» EXERCISE BRIEF:
Look at every line of the material below and tally those containing "palm". Reply with the total alone.

++++ INFORMATION

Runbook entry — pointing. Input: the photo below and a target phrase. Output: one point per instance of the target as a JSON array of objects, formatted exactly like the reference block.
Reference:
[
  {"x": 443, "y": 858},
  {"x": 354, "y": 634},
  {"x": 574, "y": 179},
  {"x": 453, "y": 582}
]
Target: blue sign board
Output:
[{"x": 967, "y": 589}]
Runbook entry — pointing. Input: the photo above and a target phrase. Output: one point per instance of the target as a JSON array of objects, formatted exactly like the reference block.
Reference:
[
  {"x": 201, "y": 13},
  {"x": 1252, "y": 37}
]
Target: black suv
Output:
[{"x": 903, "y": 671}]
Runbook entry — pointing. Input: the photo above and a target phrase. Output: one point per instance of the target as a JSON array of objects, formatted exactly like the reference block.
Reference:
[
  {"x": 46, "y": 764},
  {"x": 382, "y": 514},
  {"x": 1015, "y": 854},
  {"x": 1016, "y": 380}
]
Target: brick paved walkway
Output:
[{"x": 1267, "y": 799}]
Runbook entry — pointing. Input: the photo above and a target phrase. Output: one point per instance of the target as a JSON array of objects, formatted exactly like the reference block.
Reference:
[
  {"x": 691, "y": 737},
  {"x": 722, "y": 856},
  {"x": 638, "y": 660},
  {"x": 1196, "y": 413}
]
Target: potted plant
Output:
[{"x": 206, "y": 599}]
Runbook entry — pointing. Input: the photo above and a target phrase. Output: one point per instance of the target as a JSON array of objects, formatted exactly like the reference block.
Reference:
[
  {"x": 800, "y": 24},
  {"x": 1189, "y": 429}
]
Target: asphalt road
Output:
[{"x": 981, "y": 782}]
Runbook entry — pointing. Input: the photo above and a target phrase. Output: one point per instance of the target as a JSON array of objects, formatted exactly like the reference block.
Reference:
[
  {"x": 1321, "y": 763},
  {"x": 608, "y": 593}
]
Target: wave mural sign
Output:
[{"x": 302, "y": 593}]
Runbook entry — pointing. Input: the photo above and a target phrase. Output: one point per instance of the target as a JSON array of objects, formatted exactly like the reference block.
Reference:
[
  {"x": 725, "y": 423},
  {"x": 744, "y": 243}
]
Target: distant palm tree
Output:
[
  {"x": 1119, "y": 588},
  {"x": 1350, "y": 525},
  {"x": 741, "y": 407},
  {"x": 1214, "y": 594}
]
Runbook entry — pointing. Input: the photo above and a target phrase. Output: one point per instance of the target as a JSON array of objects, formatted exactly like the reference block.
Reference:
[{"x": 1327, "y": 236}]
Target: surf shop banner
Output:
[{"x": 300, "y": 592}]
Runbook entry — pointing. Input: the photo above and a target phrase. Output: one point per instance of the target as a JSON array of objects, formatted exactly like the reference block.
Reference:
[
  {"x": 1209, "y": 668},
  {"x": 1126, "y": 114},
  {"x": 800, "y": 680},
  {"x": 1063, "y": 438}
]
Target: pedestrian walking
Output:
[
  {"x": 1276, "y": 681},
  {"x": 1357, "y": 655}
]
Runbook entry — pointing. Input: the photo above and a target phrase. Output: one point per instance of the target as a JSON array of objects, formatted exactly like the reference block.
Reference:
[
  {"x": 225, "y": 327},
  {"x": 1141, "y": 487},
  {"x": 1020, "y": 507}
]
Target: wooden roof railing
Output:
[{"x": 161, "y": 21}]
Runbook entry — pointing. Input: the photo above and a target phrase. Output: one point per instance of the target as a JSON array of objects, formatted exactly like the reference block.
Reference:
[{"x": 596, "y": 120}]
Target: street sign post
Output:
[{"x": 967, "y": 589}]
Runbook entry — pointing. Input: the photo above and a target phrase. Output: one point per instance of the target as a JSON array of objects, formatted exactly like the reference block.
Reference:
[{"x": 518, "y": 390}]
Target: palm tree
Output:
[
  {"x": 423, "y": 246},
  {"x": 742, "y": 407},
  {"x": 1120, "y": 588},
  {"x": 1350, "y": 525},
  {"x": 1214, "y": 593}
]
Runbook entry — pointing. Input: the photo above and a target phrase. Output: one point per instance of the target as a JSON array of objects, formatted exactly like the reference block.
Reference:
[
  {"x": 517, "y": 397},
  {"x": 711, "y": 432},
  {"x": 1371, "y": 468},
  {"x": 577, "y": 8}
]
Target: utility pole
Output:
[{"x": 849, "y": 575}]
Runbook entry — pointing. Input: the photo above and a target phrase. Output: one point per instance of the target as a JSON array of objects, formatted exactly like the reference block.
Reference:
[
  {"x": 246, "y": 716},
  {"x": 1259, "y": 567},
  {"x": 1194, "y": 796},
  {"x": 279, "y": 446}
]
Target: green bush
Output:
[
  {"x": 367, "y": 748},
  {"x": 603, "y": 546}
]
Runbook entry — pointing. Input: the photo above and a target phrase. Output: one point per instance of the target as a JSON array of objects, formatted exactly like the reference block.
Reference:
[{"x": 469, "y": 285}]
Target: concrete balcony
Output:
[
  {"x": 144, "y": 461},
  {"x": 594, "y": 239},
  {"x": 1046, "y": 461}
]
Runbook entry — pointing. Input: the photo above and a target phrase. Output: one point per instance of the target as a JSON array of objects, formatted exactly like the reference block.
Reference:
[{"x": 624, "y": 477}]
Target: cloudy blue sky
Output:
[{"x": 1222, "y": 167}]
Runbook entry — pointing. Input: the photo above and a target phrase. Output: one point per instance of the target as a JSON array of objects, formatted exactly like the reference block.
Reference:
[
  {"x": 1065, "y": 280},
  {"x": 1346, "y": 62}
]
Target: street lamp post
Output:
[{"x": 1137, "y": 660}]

++++++++

» COMPLETED EXERCISE:
2